§ **THE TASK**:
Whatever the records hold, copy it exactly and completely.

§ **INFORMATION SHOWN**:
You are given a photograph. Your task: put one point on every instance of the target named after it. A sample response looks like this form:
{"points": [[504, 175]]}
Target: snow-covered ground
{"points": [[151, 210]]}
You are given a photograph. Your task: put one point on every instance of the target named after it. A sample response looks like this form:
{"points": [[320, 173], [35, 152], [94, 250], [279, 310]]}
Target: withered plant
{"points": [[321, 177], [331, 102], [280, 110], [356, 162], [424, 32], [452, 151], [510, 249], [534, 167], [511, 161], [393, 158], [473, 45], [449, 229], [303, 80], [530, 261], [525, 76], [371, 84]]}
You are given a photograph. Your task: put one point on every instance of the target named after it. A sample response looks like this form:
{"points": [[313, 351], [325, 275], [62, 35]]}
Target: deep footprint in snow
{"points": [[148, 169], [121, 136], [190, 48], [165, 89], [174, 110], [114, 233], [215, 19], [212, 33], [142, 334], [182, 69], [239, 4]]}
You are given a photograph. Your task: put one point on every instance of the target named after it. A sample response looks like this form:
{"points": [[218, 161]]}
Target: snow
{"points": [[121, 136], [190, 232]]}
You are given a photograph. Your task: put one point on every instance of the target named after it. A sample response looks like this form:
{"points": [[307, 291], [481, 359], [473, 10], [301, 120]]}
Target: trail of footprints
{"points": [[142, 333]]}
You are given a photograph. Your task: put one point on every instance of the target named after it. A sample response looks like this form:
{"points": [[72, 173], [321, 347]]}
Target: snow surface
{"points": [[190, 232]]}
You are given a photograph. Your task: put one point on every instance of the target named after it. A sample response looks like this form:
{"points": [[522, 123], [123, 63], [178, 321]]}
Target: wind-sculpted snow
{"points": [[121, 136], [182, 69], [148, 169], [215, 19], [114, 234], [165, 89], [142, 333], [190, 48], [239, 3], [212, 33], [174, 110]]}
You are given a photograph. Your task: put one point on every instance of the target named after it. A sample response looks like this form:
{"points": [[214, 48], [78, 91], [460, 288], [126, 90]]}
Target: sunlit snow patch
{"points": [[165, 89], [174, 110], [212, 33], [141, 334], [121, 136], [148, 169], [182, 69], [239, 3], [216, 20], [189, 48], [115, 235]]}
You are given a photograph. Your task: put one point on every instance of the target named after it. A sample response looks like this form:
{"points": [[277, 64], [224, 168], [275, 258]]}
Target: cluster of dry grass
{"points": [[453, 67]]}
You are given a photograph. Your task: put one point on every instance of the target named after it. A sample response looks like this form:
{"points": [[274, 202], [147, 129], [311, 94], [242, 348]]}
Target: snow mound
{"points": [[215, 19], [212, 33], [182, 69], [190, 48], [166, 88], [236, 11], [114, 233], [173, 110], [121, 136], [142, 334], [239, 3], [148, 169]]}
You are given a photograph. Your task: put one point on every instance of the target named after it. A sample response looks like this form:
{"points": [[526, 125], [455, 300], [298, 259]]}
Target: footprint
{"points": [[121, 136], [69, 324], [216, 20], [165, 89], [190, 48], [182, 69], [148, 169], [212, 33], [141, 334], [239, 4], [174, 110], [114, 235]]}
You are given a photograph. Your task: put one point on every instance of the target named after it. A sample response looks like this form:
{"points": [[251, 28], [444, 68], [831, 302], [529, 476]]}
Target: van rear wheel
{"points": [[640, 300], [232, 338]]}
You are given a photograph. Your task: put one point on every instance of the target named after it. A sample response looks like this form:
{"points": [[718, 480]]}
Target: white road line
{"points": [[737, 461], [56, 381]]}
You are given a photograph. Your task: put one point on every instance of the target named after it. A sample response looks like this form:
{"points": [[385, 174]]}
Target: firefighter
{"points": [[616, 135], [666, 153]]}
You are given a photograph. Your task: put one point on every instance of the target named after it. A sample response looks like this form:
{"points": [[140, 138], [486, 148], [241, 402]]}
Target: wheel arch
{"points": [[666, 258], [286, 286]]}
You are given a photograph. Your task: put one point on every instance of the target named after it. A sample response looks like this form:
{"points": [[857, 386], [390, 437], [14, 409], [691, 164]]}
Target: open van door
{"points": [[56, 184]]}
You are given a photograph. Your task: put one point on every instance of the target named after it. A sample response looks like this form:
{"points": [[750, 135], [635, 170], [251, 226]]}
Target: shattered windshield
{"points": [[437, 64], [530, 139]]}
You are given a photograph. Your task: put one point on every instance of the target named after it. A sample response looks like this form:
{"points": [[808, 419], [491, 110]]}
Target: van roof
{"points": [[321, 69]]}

§ **YOUR SOLUTION**:
You are given a photograph. Your task: put one point on every instance of the target named after it. A sample response looks like this form:
{"points": [[504, 175]]}
Target: snow-covered ground
{"points": [[151, 210]]}
You are given a photograph. Your task: put one point on every instance of the target named after it. A sample response looks like this form:
{"points": [[320, 173], [35, 152], [94, 250], [279, 310]]}
Target: withered plant
{"points": [[321, 177], [331, 102], [280, 110], [356, 162], [424, 32], [452, 151], [510, 249], [534, 167], [511, 161], [393, 158], [473, 45], [449, 229], [303, 80], [530, 261], [525, 76], [371, 84]]}
You are given a photograph. Your task: put one point on every instance of the target named after it. A sample response looks like this form:
{"points": [[313, 351], [325, 275], [62, 35]]}
Target: deep footprint in snow
{"points": [[148, 169], [121, 136], [190, 48], [165, 89], [174, 110], [114, 233], [215, 19], [212, 33], [142, 334], [182, 69], [239, 4]]}
You are given a photograph. Your task: put one point on every instance of the target named after it. A sample response looks like this form:
{"points": [[218, 161]]}
Target: snow
{"points": [[121, 136], [190, 232]]}
You are given a photograph. Your task: put one point on every instance of the target named after it. A sample response looks like this form:
{"points": [[307, 291], [481, 359], [473, 10], [301, 120]]}
Target: trail of footprints
{"points": [[142, 333]]}
You are given a photograph. Your task: put one point on every instance of the target named after it. A sample response looks like this form:
{"points": [[72, 173], [321, 347]]}
Target: snow surface
{"points": [[190, 232]]}
You are given a photograph. Your task: put one point on every instance of the target named after it. A sample response looks like this form:
{"points": [[522, 123], [123, 63], [178, 321]]}
Target: wind-sculpted snow
{"points": [[121, 136], [182, 69], [148, 169], [215, 19], [114, 234], [165, 89], [142, 333], [190, 48], [239, 3], [212, 33], [174, 110]]}
You are given a photograph. Your task: put one point on every instance of the target named after it. A sample response looks like this form:
{"points": [[214, 48], [78, 91], [460, 288], [126, 90]]}
Target: sunlit snow patch
{"points": [[165, 89], [174, 110], [212, 33], [141, 334], [121, 136], [148, 169], [182, 69], [239, 3], [216, 20], [189, 48], [115, 235]]}
You are given a photograph. Your task: put one point on every instance of the target named after it. A sample response looks like this form:
{"points": [[277, 64], [224, 168], [275, 258]]}
Target: cluster of dry grass
{"points": [[453, 67]]}
You are given a photograph. Your task: put one point on every instance of the target named after it. A sample response looks like this form:
{"points": [[274, 202], [147, 129], [311, 94], [242, 348]]}
Target: snow mound
{"points": [[215, 19], [212, 33], [182, 69], [190, 48], [166, 88], [236, 11], [114, 233], [173, 110], [121, 136], [142, 334], [239, 3], [148, 169]]}
You are given a photograph. Your task: put one point on every instance of the target named after it. A sample response looks like this form:
{"points": [[526, 125], [455, 300], [298, 259]]}
Target: footprint
{"points": [[121, 136], [69, 324], [216, 20], [165, 89], [190, 48], [182, 69], [148, 169], [212, 33], [141, 334], [239, 4], [174, 110], [114, 235]]}
You are given a photograph. Your task: put one point on every instance of the target named after it. A sample response looks like this form:
{"points": [[251, 28], [444, 68], [831, 302], [529, 476]]}
Target: van rear wheel
{"points": [[640, 300], [232, 338]]}
You are given a photograph. Your task: put one point on every instance of the target named after it. A sample response looks like this form:
{"points": [[718, 480]]}
Target: white road line
{"points": [[737, 461], [56, 381]]}
You are given a photograph. Your task: put one point on every instance of the target named after it. A sample response looks like this form:
{"points": [[385, 174]]}
Target: firefighter
{"points": [[616, 135], [666, 153]]}
You are given a photograph. Your task: put one point on every instance of the target named after it. A sample response looks like this form:
{"points": [[140, 138], [486, 148], [241, 402]]}
Target: wheel arch
{"points": [[666, 258], [286, 286]]}
You are given a photograph. Your task: put one point on every instance of the target named after it. A sample response looks like this form:
{"points": [[857, 386], [390, 437], [14, 409], [691, 164]]}
Target: open van door
{"points": [[56, 184]]}
You are given a photograph. Your task: put one point on every instance of the target named after it. A sample response looks like this form:
{"points": [[750, 135], [635, 170], [251, 226]]}
Target: shattered windshield
{"points": [[437, 64], [530, 139]]}
You are given a photograph. Your task: put one point on every instance of the target named after it. A sample response looks like this form:
{"points": [[808, 419], [491, 110]]}
Target: van roof
{"points": [[321, 69]]}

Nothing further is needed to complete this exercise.